> _Testo della pagina_
In realtà fuori di scherzo Aristotele è molto importante per le questioni di metodo e di sostanza che stanno a cuore a Jervis in questo libro, come peraltro ben sapeva Popper (che i filosofi greci li amava e chiosava da par suo) e il cui razionalismo critico sarebbe inconcepibile senza le confutazioni aristoteliche.
Ma qual è, per tornare a Jervis, il metodo e il merito di questo suo pamphlet? Presto detto: un’appassionata difesa della ragione critica laica e illuministica. Contro le oltranze del relativismo e del fondamentalismo. Che per l’autore sono le facce di una medesima medaglia. Infatti dietro il relativismo multiculturale, come argomenta Jervis, affiora non solo la dismissione della responsabilità etica, ma ancor più il trionfo dell’arbitrio, che alla fine si rovescia in intolleranza. Insomma l’agnosticismo sui valori e la loro relativizzazione si traduce in indifferenza verso le pratiche totalitarie, e all’insegna di una malintesa tolleranza storicistica e antropologico-culturale. Efficaci sono a riguardo le pagine del libro dove l’autore demistifica l’utopismo ingannevole, a misura di culture primitive ed «altre» che è invalso nel 900, sull’onda di Ruth Benedict e Margareth Mead, e che ha creato tanti equivoci poi rettificati dall’antropologia successiva. Come pure incisive sono le pagine di critica alle oltranze antipsichiatriche, negatrici della malattia mentale, a lungo ridotta a variabile dipendente del «sociale».

> _Materiale fornito_

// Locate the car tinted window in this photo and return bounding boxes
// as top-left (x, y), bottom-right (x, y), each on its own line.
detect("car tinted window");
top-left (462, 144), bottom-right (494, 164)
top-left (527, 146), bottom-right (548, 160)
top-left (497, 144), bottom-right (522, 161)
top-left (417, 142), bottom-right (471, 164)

> _Compiti ed esercizi_
[a] Ricopia dal testo della pagina il brano che va da "In realtà fuori" fino a "le confutazioni aristoteliche." incluso.
[b] Rispondi alle seguenti domande basandoti sul testo della pagina.
(i) Contro quali due oltranze è rivolta la difesa della ragione critica?
(ii) Sull'onda di quali studiose si è affermato nel Novecento l'utopismo ingannevole?
(iii) Senza che cosa il razionalismo critico di Popper sarebbe inconcepibile?
[c] Stabilisci se ciascuna affermazione concorda con il testo della pagina.
(i) Per l'autore relativismo e fondamentalismo sono due facce della stessa medaglia.
(ii) Popper disprezzava i filosofi greci.
(iii) Gli equivoci creati dall'utopismo non furono mai corretti.
Il materiale fornito non ha alcun legame con il testo della pagina.

> _Risposte ai compiti_
[a]
In realtà fuori di scherzo Aristotele è molto importante per le questioni di metodo e di sostanza che stanno a cuore a Jervis in questo libro, come peraltro ben sapeva Popper (che i filosofi greci li amava e chiosava da par suo) e il cui razionalismo critico sarebbe inconcepibile senza le confutazioni aristoteliche.

[b]
(i) Contro il relativismo e il fondamentalismo.
(ii) Ruth Benedict e Margareth Mead.
(iii) Senza le confutazioni aristoteliche.

[c]
(i) Sì: "Che per l’autore sono le facce di una medesima medaglia."
(ii) No: "che i filosofi greci li amava e chiosava da par suo"
(iii) No: "che ha creato tanti equivoci poi rettificati dall’antropologia successiva"